Task directions:
Output all entries precisely.

*** Study material ***

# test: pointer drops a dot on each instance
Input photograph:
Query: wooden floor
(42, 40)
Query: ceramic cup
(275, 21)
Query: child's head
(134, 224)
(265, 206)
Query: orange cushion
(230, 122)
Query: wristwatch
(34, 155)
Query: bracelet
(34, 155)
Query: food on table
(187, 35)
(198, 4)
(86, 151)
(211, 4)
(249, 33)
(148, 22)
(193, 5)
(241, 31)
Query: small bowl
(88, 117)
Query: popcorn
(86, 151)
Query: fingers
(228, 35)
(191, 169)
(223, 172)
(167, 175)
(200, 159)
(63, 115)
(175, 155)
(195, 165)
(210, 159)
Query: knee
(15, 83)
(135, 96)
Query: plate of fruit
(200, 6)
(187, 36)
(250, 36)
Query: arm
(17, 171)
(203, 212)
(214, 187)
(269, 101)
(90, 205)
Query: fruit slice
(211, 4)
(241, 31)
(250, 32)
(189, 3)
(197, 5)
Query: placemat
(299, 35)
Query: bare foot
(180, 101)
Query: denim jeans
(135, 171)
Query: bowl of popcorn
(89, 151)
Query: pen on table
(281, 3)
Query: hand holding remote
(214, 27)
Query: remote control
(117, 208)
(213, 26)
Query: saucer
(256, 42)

*** End of Study material ***

Task result:
# test: pointer drops a dot on each instance
Input photograph:
Query: wooden floor
(42, 40)
Query: ceramic cup
(275, 21)
Query: child's head
(134, 224)
(265, 206)
Query: orange cushion
(230, 122)
Query: wristwatch
(34, 155)
Query: bracelet
(34, 155)
Query: food on table
(187, 35)
(198, 4)
(86, 151)
(211, 4)
(249, 33)
(148, 22)
(193, 5)
(241, 31)
Query: small bowl
(88, 117)
Query: popcorn
(86, 151)
Query: fingers
(228, 35)
(191, 169)
(223, 172)
(167, 175)
(200, 159)
(63, 115)
(175, 155)
(195, 165)
(210, 159)
Query: knee
(15, 83)
(135, 96)
Query: plate of fruit
(200, 6)
(187, 36)
(250, 36)
Query: arm
(17, 171)
(203, 212)
(214, 187)
(269, 101)
(90, 205)
Query: fruit slice
(211, 4)
(241, 31)
(250, 32)
(189, 3)
(197, 5)
Query: placemat
(299, 35)
Query: bare foot
(180, 101)
Query: denim jeans
(135, 171)
Query: bowl of popcorn
(89, 151)
Query: pen on table
(281, 3)
Query: hand holding remote
(214, 27)
Query: remote control
(117, 208)
(213, 26)
Query: saucer
(256, 42)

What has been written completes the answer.